Repeat the listing below word for word, from its first line through the line containing "[(738, 361), (320, 339)]", with both of those lines included.

▸ **Supplied records**:
>>>

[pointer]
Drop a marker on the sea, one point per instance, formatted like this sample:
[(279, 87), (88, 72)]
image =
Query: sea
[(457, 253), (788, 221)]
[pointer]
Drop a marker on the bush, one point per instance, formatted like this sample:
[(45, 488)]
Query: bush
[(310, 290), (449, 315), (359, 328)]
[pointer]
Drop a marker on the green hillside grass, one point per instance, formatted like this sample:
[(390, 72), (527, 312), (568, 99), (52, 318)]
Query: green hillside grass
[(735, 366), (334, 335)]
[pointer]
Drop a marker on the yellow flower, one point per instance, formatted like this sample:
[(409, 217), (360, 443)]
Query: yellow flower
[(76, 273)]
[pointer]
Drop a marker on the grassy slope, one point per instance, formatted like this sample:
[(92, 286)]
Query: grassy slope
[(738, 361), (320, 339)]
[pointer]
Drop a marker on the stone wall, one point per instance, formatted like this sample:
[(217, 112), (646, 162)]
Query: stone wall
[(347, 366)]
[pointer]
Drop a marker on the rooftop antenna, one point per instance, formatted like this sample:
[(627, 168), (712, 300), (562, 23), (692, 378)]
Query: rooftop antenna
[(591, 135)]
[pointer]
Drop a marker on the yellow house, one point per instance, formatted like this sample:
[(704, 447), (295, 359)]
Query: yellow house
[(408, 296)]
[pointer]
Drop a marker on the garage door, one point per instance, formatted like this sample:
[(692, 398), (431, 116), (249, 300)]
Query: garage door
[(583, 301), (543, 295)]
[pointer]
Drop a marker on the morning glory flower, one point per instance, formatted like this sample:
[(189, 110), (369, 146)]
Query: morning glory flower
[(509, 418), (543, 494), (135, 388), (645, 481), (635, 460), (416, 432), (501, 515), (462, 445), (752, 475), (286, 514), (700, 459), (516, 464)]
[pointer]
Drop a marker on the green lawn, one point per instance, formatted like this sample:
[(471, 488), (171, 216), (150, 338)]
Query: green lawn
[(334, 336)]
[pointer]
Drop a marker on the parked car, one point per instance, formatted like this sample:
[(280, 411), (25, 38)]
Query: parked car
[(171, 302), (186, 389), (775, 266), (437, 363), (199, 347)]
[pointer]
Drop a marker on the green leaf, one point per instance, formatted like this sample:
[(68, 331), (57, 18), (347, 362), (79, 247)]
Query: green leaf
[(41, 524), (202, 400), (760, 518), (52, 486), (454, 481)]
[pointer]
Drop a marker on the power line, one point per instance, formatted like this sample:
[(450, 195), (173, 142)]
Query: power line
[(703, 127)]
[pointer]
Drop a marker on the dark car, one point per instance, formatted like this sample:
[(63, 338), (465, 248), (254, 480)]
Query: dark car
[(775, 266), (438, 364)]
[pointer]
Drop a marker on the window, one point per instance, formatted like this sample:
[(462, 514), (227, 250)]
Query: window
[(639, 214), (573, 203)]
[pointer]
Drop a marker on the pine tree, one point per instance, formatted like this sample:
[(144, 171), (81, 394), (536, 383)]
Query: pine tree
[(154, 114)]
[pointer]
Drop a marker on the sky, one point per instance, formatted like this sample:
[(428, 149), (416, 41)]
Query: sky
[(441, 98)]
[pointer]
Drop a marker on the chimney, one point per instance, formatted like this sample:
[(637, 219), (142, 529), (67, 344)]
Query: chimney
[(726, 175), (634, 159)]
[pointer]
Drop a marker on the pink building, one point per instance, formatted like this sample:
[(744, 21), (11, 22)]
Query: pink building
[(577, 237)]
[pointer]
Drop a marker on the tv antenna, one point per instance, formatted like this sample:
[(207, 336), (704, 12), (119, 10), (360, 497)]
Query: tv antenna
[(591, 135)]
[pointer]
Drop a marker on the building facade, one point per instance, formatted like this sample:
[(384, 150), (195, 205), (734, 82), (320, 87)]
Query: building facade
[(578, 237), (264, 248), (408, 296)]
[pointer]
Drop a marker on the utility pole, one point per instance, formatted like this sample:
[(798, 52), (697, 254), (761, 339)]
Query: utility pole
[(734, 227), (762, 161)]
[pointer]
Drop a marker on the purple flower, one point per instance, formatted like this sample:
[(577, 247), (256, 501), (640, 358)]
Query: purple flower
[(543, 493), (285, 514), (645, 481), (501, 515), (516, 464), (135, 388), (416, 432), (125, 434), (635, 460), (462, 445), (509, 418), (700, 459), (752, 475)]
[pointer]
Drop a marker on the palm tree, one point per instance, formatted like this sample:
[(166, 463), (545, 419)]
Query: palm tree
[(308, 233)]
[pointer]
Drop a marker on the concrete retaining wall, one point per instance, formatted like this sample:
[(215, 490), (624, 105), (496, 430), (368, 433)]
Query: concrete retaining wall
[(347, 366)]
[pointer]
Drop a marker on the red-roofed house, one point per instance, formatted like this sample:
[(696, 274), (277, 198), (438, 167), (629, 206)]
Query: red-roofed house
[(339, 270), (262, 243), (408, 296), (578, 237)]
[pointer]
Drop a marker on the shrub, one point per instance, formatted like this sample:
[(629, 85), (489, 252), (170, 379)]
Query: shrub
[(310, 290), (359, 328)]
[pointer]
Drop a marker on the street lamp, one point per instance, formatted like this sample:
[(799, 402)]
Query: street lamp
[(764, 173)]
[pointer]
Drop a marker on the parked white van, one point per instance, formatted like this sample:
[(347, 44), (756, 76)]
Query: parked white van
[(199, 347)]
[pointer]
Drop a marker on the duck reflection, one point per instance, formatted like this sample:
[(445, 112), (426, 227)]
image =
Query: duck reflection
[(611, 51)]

<<<

▸ **Full output**:
[pointer]
Drop a marker on the sea, one point per instance, formatted like this sample:
[(279, 87), (88, 72)]
image =
Query: sea
[(457, 253), (788, 221)]
[pointer]
Drop a marker on the bush, one point per instance, formatted like this sample:
[(45, 488)]
Query: bush
[(310, 290), (449, 315), (359, 328)]
[pointer]
Drop a marker on the green hillside grass, one point per instance, formatted like this sample:
[(390, 72), (527, 312), (568, 99), (52, 318)]
Query: green hillside grass
[(735, 366), (334, 335)]
[pointer]
Drop a marker on the yellow flower, one point per instance, formatted like this sample:
[(409, 217), (360, 443)]
Query: yellow flower
[(76, 273)]
[pointer]
Drop a marker on the grassy slope, one point per instance, formatted like this sample:
[(92, 286)]
Query: grassy slope
[(738, 361), (320, 339)]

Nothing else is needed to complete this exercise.